▸ Task goal:
The complete listing should be restated word for word.

▸ Provided information:

——————————

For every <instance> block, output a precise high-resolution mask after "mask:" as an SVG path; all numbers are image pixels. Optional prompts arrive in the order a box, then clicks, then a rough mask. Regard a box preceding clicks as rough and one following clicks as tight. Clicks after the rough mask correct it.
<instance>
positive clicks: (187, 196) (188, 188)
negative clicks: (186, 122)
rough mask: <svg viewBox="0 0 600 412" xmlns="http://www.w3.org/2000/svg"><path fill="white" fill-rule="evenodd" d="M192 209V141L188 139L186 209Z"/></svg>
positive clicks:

——————————

▸ Your response:
For every <instance> block, output a precise high-resolution mask after "mask:" as an SVG path; all numbers are image pixels. Optional prompts arrive in the order a box, then clicks, then a rough mask. Regard a box preceding clicks as rough and one following clicks as tight. Clicks after the rough mask correct it.
<instance>
positive clicks: (187, 196) (188, 188)
negative clicks: (186, 122)
rough mask: <svg viewBox="0 0 600 412" xmlns="http://www.w3.org/2000/svg"><path fill="white" fill-rule="evenodd" d="M192 209V141L188 139L186 209Z"/></svg>
positive clicks:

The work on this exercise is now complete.